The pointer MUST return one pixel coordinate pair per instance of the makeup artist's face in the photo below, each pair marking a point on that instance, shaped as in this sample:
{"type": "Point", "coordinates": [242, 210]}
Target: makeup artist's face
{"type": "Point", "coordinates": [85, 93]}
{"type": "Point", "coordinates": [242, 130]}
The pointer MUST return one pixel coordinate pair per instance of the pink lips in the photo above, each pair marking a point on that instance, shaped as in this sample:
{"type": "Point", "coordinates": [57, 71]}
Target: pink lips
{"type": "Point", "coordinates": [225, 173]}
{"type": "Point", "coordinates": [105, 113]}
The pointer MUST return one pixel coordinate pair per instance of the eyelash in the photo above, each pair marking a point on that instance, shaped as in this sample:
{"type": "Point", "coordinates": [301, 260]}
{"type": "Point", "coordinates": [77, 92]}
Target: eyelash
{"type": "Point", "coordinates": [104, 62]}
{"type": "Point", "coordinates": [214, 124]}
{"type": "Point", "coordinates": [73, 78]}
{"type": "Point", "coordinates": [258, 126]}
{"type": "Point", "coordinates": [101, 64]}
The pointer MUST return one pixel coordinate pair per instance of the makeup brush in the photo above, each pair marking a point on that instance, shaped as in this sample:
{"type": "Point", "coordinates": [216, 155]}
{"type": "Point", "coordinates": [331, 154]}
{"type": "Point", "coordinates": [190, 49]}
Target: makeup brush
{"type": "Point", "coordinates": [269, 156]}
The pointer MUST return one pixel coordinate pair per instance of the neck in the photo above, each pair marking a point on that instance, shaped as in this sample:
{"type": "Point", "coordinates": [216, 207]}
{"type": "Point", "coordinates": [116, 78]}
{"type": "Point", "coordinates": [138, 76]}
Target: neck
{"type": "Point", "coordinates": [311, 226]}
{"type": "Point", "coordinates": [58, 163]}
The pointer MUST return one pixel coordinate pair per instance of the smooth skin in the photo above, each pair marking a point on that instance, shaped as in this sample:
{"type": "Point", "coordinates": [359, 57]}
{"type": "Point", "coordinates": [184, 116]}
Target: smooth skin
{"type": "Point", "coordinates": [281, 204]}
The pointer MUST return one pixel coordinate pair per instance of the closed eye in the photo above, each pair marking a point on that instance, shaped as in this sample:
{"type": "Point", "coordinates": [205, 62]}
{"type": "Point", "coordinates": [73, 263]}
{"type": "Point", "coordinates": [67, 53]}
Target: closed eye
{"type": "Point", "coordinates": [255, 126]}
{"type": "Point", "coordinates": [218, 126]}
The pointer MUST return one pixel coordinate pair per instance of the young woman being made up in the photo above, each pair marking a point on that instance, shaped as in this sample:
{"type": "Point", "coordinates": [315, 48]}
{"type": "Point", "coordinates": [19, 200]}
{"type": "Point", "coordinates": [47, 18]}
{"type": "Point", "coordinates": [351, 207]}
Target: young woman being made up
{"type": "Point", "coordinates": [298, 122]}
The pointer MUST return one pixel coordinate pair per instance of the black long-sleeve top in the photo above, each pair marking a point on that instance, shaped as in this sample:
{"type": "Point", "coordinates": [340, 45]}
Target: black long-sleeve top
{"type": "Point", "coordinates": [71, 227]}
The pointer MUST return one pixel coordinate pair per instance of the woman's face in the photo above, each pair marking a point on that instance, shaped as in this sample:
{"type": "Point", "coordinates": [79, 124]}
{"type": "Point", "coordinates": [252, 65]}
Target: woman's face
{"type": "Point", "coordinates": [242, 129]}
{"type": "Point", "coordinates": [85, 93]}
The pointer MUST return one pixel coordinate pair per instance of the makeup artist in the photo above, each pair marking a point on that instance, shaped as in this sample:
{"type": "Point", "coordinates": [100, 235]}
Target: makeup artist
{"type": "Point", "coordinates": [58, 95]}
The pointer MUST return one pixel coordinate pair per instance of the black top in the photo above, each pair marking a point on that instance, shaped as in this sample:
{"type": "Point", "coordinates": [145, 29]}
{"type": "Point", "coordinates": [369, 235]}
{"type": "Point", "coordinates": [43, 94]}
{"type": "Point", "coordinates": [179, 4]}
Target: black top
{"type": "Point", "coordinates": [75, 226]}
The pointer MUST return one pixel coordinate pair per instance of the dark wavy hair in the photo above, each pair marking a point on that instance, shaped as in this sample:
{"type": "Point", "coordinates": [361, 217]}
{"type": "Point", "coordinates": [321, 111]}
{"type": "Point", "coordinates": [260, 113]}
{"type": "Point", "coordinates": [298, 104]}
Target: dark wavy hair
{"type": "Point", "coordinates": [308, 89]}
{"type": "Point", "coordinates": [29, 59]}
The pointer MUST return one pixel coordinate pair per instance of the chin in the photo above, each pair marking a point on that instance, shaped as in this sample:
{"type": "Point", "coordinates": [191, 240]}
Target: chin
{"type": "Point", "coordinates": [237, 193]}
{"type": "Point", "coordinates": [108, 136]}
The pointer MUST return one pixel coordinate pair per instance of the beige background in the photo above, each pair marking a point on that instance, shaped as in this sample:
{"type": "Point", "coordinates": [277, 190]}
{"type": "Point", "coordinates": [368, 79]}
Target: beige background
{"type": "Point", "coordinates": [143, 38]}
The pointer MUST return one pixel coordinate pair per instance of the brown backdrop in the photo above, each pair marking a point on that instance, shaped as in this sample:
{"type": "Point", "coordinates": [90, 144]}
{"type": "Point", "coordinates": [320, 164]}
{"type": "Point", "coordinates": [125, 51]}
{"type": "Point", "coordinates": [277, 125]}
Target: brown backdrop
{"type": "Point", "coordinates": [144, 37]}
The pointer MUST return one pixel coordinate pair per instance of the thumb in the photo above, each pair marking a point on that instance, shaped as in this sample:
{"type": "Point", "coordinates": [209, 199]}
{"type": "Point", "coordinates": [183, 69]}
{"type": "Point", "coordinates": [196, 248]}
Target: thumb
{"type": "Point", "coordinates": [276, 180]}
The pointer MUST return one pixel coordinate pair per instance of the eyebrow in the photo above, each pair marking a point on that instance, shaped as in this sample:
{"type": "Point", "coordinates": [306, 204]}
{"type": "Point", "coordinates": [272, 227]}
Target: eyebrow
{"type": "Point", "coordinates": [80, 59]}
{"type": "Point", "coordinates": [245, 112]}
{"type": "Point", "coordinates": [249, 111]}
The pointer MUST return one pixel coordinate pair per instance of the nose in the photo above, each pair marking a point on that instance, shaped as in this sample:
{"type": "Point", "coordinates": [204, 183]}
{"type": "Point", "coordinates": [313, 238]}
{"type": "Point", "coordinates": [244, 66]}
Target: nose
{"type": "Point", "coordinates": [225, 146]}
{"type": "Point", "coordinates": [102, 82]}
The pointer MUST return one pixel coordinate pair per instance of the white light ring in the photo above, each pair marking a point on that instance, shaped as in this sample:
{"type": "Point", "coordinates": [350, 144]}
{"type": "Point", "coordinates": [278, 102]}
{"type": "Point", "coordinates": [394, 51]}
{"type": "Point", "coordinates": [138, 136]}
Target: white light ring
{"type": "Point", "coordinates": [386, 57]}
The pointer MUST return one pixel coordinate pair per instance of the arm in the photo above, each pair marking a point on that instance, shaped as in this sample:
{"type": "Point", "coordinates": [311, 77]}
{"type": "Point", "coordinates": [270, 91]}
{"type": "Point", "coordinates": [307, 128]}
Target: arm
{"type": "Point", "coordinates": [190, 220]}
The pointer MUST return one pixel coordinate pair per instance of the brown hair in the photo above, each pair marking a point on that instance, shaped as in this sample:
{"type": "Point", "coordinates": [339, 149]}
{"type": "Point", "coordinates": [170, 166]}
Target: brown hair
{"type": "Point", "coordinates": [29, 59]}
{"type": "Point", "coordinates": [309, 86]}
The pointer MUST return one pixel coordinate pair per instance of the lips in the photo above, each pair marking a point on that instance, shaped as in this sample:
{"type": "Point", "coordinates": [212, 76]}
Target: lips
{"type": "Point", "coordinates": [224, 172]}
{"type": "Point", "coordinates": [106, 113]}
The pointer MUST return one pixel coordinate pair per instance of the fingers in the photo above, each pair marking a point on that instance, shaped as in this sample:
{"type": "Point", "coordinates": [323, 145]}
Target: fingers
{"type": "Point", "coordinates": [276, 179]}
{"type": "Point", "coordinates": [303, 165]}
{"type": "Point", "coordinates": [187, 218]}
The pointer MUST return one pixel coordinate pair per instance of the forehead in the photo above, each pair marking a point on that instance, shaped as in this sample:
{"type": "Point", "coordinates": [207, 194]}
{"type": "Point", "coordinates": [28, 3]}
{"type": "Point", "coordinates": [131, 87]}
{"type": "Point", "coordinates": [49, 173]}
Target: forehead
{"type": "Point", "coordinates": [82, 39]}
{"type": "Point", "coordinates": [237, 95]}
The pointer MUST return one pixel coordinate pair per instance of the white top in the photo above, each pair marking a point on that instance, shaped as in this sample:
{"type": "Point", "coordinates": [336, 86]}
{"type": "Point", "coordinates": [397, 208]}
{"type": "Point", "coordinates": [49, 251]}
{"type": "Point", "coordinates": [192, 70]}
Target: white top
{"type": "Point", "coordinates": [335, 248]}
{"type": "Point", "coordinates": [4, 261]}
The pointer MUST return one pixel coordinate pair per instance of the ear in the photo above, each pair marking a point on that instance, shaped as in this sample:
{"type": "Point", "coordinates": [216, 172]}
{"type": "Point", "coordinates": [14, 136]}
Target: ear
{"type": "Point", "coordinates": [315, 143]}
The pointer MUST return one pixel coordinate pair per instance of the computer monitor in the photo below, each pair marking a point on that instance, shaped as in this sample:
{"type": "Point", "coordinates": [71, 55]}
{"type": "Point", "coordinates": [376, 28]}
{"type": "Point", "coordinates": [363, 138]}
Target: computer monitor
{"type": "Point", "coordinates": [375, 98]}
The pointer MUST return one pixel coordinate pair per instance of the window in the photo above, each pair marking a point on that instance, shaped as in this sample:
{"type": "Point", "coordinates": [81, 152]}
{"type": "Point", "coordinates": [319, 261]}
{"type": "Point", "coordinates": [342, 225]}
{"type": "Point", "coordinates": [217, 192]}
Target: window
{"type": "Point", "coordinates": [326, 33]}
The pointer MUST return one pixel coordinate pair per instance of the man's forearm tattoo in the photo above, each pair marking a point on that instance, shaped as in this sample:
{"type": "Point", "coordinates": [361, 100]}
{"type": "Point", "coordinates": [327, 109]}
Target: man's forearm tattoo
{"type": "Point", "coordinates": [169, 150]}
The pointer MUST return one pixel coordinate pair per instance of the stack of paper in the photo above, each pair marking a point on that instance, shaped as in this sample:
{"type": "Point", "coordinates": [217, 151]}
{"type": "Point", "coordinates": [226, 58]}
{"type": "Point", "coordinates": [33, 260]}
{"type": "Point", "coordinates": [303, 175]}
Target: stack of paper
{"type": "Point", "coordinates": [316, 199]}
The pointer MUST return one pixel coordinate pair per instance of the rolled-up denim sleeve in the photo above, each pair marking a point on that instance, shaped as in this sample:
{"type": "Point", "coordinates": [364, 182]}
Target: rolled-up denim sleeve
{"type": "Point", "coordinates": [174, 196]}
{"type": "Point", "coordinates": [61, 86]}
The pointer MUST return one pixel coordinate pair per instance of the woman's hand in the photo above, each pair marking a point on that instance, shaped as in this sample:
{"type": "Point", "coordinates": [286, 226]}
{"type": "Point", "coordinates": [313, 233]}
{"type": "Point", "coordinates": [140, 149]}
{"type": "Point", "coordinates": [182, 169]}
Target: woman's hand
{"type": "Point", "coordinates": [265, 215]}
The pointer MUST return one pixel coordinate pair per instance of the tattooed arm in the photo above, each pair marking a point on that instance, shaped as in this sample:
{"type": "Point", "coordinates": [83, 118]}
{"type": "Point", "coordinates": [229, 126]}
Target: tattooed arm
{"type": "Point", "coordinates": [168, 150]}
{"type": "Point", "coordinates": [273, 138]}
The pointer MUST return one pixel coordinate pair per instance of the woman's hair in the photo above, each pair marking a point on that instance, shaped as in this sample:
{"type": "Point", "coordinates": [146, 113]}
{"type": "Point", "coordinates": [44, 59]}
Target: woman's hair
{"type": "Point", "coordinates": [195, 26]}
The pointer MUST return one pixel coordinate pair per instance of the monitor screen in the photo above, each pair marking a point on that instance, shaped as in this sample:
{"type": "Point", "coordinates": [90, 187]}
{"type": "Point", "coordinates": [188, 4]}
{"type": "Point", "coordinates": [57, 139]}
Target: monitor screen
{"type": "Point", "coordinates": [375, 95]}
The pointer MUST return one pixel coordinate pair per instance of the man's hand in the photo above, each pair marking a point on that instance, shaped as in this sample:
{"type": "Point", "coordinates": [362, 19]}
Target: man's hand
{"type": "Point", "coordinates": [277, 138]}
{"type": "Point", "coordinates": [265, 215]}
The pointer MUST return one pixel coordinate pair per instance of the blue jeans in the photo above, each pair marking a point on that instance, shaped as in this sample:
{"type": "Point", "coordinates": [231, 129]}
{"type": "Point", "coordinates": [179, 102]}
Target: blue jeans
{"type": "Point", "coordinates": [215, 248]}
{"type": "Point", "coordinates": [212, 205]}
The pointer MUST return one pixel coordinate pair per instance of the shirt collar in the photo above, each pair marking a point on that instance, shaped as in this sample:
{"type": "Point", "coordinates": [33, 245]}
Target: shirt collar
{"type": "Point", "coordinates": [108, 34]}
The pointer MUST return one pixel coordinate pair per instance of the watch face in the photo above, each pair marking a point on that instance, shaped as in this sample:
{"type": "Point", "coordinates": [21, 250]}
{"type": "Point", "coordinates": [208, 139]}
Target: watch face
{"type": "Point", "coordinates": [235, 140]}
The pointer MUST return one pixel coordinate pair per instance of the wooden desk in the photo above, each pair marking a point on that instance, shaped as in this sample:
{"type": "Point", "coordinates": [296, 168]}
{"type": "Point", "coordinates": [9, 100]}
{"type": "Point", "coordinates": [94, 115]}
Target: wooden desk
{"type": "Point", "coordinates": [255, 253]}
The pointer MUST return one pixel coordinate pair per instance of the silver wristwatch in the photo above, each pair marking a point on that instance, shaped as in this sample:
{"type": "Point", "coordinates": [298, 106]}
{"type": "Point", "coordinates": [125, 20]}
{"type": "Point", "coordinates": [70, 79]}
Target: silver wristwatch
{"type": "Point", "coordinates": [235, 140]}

--- Description of the task ---
Reproduce the lines word for word, starting at the one holding "of the silver" and ending at the final line of the material above.

--- Solution to this problem ---
The pointer MUST return one pixel coordinate pair per instance of the silver wristwatch in the photo above, each pair marking a point on that instance, shaped as in this sample:
{"type": "Point", "coordinates": [298, 106]}
{"type": "Point", "coordinates": [125, 20]}
{"type": "Point", "coordinates": [70, 79]}
Target: silver wristwatch
{"type": "Point", "coordinates": [235, 140]}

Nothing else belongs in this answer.